Determine the number of lines in the listing below where the string "sock" occurs; answer with the number alone.

+ + + + + + +

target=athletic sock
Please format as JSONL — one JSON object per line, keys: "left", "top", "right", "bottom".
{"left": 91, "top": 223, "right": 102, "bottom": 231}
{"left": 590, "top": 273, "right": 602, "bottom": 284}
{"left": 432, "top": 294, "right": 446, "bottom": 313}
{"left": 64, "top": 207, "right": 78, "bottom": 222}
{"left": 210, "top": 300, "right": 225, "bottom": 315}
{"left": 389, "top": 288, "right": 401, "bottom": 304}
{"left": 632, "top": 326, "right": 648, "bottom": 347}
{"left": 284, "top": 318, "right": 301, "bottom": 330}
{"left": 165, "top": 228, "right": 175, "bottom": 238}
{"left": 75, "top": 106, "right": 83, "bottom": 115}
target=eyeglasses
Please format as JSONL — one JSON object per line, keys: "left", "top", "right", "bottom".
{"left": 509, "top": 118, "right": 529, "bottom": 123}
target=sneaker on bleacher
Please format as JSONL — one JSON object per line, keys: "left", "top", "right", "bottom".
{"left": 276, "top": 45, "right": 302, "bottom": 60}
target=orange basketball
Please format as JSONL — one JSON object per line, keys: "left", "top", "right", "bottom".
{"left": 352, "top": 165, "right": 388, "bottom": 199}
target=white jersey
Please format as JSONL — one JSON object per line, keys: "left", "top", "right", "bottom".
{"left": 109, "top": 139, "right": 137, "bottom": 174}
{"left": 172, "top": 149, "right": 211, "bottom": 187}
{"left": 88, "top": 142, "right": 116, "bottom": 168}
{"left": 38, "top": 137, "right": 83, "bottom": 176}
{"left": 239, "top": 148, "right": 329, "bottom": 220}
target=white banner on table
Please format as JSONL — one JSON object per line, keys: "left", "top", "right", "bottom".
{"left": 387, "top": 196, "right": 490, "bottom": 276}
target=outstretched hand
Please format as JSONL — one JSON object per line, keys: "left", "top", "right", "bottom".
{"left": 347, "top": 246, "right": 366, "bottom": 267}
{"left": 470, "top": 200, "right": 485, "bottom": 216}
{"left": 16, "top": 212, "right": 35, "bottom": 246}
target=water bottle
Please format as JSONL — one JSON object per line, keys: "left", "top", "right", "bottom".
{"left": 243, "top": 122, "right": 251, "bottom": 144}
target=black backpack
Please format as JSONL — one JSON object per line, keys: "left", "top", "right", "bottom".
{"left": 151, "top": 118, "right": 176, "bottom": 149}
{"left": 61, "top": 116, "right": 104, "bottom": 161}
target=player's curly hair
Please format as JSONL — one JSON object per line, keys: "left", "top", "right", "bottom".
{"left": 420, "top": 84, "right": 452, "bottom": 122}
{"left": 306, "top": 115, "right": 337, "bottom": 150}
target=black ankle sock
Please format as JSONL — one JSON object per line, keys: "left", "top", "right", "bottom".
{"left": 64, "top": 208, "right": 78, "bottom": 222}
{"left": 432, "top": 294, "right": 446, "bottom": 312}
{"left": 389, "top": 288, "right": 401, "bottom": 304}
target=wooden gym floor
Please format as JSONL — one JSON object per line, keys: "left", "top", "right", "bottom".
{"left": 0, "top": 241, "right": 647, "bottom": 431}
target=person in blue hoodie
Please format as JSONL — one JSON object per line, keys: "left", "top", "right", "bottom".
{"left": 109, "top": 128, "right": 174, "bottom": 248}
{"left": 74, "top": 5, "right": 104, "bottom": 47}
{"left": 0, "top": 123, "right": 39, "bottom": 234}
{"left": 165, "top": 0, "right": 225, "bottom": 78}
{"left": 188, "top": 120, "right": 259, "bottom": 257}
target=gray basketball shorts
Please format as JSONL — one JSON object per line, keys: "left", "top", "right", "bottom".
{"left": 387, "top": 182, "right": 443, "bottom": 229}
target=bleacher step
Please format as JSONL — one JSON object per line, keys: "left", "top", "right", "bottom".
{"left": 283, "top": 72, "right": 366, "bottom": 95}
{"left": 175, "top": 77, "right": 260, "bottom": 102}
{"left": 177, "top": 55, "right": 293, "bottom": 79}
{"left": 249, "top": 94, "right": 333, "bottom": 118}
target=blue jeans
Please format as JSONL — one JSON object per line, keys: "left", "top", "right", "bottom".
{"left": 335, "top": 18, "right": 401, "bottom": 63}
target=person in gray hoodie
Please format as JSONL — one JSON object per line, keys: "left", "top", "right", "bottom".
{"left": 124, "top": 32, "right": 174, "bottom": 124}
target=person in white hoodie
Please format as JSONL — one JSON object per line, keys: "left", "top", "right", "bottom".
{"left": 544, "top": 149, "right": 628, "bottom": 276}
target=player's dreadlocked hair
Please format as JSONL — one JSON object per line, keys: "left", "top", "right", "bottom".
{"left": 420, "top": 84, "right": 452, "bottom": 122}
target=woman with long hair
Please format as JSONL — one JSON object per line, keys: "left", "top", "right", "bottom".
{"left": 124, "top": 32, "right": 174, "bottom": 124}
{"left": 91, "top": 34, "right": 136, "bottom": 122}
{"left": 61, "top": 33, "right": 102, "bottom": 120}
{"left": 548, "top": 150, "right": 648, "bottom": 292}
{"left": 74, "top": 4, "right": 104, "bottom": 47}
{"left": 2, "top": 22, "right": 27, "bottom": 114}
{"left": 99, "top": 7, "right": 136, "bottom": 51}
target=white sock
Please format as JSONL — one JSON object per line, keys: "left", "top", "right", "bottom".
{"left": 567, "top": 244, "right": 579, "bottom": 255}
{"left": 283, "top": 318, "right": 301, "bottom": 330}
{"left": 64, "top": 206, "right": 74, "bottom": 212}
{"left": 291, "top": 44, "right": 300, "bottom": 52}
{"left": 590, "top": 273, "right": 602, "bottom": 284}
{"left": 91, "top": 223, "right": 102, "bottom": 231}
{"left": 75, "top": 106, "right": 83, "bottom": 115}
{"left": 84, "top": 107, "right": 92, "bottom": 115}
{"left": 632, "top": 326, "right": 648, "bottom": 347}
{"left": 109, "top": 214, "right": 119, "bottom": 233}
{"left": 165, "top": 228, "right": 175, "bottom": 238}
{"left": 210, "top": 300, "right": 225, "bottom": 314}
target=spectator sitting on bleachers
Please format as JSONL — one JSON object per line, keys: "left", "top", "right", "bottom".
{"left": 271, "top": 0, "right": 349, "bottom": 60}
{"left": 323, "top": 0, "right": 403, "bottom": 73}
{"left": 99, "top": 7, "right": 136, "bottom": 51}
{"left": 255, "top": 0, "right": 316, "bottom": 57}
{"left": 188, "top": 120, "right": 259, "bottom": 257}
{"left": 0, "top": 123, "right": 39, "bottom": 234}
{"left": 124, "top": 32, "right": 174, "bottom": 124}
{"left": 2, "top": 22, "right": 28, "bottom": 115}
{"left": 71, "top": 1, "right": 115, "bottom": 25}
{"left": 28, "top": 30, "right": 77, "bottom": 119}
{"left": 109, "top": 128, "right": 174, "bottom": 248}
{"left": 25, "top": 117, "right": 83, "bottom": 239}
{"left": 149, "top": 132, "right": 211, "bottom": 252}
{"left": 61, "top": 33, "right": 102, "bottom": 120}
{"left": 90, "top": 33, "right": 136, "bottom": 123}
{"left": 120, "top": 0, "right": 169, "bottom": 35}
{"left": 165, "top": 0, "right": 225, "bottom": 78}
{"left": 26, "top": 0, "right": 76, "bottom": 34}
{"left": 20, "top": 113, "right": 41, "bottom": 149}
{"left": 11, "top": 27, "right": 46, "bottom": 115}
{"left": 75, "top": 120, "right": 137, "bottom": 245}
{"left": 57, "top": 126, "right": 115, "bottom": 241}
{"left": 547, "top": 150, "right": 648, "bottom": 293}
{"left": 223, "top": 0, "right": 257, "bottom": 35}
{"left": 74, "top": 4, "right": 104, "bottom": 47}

+ + + + + + +

### ANSWER TO THIS TASK:
3